- [Provided records]
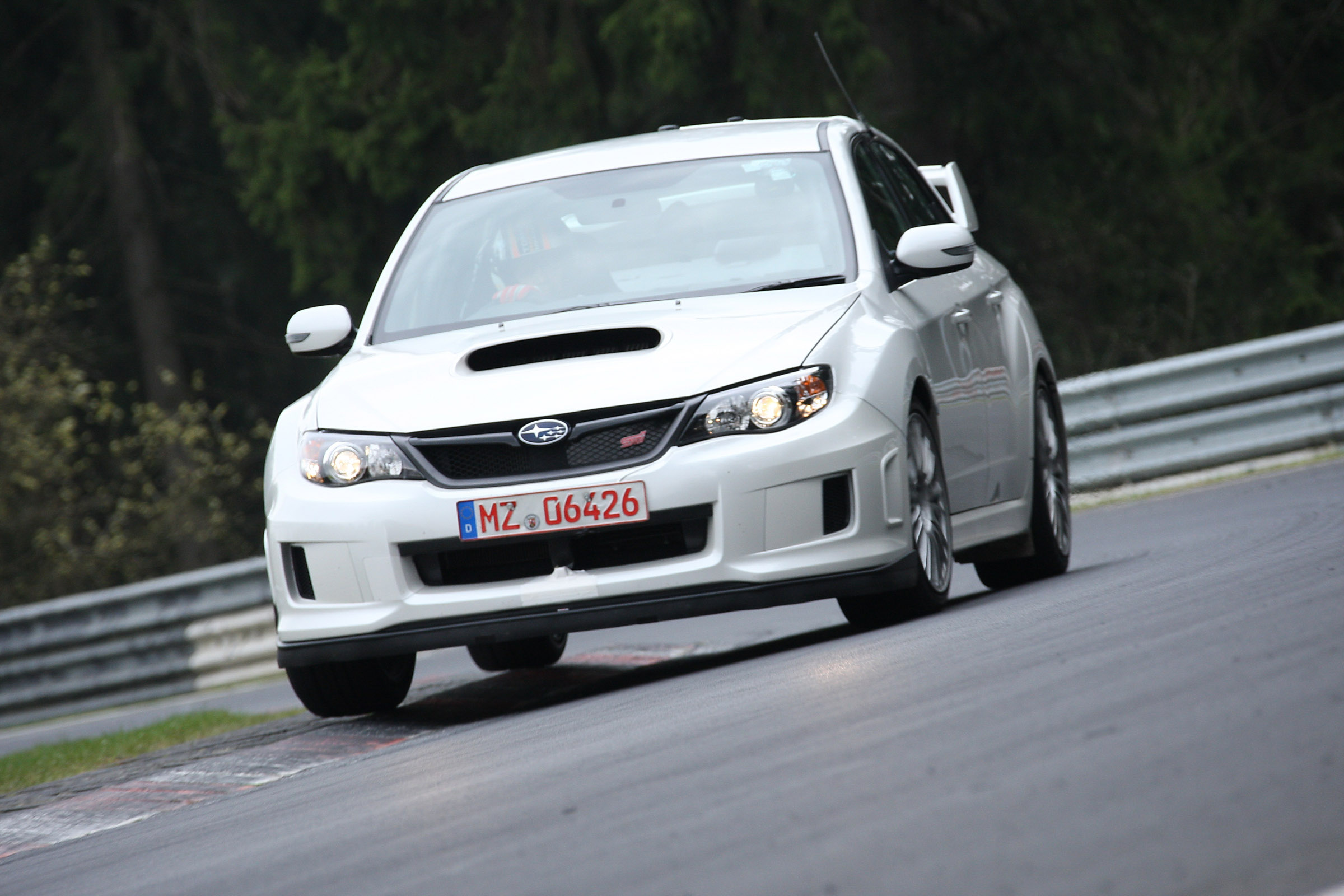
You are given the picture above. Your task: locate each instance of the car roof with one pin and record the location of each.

...

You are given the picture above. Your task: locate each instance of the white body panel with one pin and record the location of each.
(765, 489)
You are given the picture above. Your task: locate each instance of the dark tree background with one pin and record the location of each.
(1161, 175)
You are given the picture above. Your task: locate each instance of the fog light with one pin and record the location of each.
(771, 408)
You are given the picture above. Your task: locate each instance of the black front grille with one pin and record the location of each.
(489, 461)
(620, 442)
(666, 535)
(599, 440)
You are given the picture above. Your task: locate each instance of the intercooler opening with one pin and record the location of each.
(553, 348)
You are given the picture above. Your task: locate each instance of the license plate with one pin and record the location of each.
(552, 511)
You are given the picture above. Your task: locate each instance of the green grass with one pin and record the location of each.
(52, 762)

- [Do this]
Please pull out each line of the records above that contains the word "dark". Case matters.

- [Result]
You are given the picture above. Your task: locate each instance of the dark tree background with one pin and record the location of each.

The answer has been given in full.